#### WHAT IS BEING ASKED
Copy each line of the listing below exactly.

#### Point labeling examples
┌────────

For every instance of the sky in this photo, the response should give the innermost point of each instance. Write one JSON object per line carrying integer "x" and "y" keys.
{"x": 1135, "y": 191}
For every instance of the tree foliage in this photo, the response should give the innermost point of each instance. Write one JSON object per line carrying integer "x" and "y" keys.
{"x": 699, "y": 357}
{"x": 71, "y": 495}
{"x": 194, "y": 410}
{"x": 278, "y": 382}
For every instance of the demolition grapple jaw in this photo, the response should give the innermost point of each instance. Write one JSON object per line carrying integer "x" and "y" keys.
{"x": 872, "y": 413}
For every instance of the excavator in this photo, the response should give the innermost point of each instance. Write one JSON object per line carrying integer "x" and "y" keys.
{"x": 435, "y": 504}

└────────

#### REPLY
For every instance of the sky in this photo, the response should give the innermost point of each instance. Write one JSON object per line carrying integer "x" and "y" keys.
{"x": 1135, "y": 191}
For every instance of the tree foliage in this photo, the response should give the innermost point of each instance. Write one JSON object per line carrying integer "x" and "y" keys.
{"x": 699, "y": 357}
{"x": 71, "y": 495}
{"x": 194, "y": 410}
{"x": 278, "y": 382}
For every instance of the demolition grapple jaw in this photo, the response should give the innermost point of each instance. Write one JSON object per line carrying integer "x" and "y" keys.
{"x": 872, "y": 413}
For every instance of the excavator in this photo, the response should give the innermost point of each instance. Write one JSON object per line carrying integer "x" and "y" keys.
{"x": 435, "y": 504}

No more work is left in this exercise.